__Set exercise__. Write the material out again, line by line, exactly as it is.

======== Working data ========

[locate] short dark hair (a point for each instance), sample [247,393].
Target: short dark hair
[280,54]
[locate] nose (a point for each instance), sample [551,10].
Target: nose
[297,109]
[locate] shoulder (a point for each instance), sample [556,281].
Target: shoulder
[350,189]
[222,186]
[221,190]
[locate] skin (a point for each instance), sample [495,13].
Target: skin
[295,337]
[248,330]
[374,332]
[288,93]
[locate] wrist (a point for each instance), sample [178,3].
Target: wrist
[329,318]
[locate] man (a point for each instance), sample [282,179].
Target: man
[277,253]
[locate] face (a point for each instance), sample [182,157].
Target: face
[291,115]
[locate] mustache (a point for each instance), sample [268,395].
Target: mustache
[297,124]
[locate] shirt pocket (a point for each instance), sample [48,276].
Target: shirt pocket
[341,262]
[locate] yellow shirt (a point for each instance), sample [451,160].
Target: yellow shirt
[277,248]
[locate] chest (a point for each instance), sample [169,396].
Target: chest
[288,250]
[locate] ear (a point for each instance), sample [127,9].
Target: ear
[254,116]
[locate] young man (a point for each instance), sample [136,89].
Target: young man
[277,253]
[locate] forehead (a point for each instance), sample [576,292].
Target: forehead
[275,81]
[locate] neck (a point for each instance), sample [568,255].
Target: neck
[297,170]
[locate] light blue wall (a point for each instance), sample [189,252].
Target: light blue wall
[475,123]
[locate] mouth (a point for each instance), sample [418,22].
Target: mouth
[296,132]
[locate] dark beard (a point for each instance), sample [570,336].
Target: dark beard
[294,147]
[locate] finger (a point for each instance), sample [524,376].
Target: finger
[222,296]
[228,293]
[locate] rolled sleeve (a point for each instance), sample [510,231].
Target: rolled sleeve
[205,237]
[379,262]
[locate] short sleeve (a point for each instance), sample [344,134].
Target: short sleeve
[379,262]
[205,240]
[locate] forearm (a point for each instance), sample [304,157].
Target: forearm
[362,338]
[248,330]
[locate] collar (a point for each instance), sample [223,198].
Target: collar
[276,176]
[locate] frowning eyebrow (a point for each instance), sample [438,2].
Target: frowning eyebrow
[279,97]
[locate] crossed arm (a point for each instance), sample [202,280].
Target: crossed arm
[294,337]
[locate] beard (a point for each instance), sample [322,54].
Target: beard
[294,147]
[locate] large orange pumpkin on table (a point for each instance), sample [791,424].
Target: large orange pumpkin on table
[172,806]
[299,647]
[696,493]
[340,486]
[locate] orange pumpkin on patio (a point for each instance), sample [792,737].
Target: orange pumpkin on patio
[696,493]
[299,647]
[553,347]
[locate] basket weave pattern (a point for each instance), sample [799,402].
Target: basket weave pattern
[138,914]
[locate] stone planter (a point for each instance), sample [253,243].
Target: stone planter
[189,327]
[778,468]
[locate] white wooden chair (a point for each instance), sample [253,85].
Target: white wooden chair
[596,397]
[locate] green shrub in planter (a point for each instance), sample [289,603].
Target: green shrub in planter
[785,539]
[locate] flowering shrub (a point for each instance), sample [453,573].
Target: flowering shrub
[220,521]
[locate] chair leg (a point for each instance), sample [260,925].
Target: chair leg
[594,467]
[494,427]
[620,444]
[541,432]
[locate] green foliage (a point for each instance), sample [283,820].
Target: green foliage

========

__Exercise result__.
[locate] short dark hair (a point for each instance), sample [247,393].
Target: short dark hair
[280,54]
[locate] nose (a point for each instance), sample [551,10].
Target: nose
[297,109]
[locate] shoulder (a point for each instance), sample [556,281].
Target: shoulder
[350,189]
[222,186]
[221,190]
[locate] skin (a point for each instance), sample [495,13].
Target: skin
[295,337]
[248,330]
[374,332]
[288,93]
[locate] wrist (a point for each instance), sample [178,3].
Target: wrist
[329,318]
[locate] man (a point for each instance), sample [282,179].
Target: man
[277,253]
[locate] face (a point for each instance), sample [182,157].
Target: face
[291,115]
[locate] mustache (a point for each instance), sample [268,395].
Target: mustache
[297,124]
[locate] shirt pocket (a point for each instance), sample [48,276].
Target: shirt pocket
[341,262]
[locate] yellow shirt (a point for each instance), sample [451,160].
Target: yellow shirt
[277,248]
[locate] chest (a point for each instance), sample [169,396].
Target: chest
[288,250]
[locate] ear (a point for each instance), sample [127,9].
Target: ear
[254,116]
[locate] young man (a point for each instance), sample [136,89].
Target: young man
[277,253]
[locate] forehead (a point for each instance), sample [576,292].
Target: forehead
[275,81]
[locate] neck (a point for each instance), sample [568,255].
Target: neck
[297,170]
[locate] light blue wall (a point for each instance), sample [189,252].
Target: light blue wall
[475,123]
[locate] mouth (a point for each instance), sample [418,22].
Target: mouth
[296,132]
[locate] dark beard (a point for each instance), sample [570,336].
Target: dark beard
[294,147]
[locate] finger (a point for each instance), sample [524,376].
Target: finger
[222,296]
[228,293]
[locate] rolled sleeve (a point for each instance), sample [510,231].
Target: rolled sleeve
[205,237]
[379,262]
[locate] short sleeve (a point for each instance), sample [344,134].
Target: short sleeve
[379,262]
[205,240]
[locate] forearm (a point for each instance), sample [304,157].
Target: forearm
[362,338]
[248,330]
[locate] collar (a point for each instance), sample [223,198].
Target: collar
[276,176]
[locate] frowning eyebrow (a point for each instance), sample [438,2].
Target: frowning eyebrow
[279,97]
[locate] crossed arm (a point for each instance), sample [202,280].
Target: crossed arm
[294,337]
[locate] beard (a point for each instance), sample [322,54].
Target: beard
[294,147]
[locate] large orange pumpkin on table (a point for each instance), sample [791,424].
Target: large orange pumpkin on table
[172,806]
[299,647]
[696,493]
[340,486]
[locate] orange pumpkin on patio (a point for each instance), sample [792,737].
Target: orange pumpkin on patio
[696,493]
[299,647]
[553,347]
[locate] basket weave pattern (a point for each instance), sample [799,402].
Target: basket weave pattern
[138,914]
[locate] stone planter (a point for each instance), sample [253,243].
Target: stone planter
[189,327]
[778,468]
[locate] white wooden chair (a point for each instance), sample [253,85].
Target: white wooden chair
[596,397]
[locate] green shrub in planter (a point for each instance), sample [289,603].
Target: green shrub in planter
[785,539]
[locate] flowering shrub (a point for each instance), sample [453,573].
Target: flowering shrub
[220,521]
[locate] chair leg (a point for each instance), sample [260,925].
Target: chair leg
[594,467]
[494,427]
[620,444]
[541,432]
[locate] green foliage (a point for each instance), sample [283,820].
Target: green foliage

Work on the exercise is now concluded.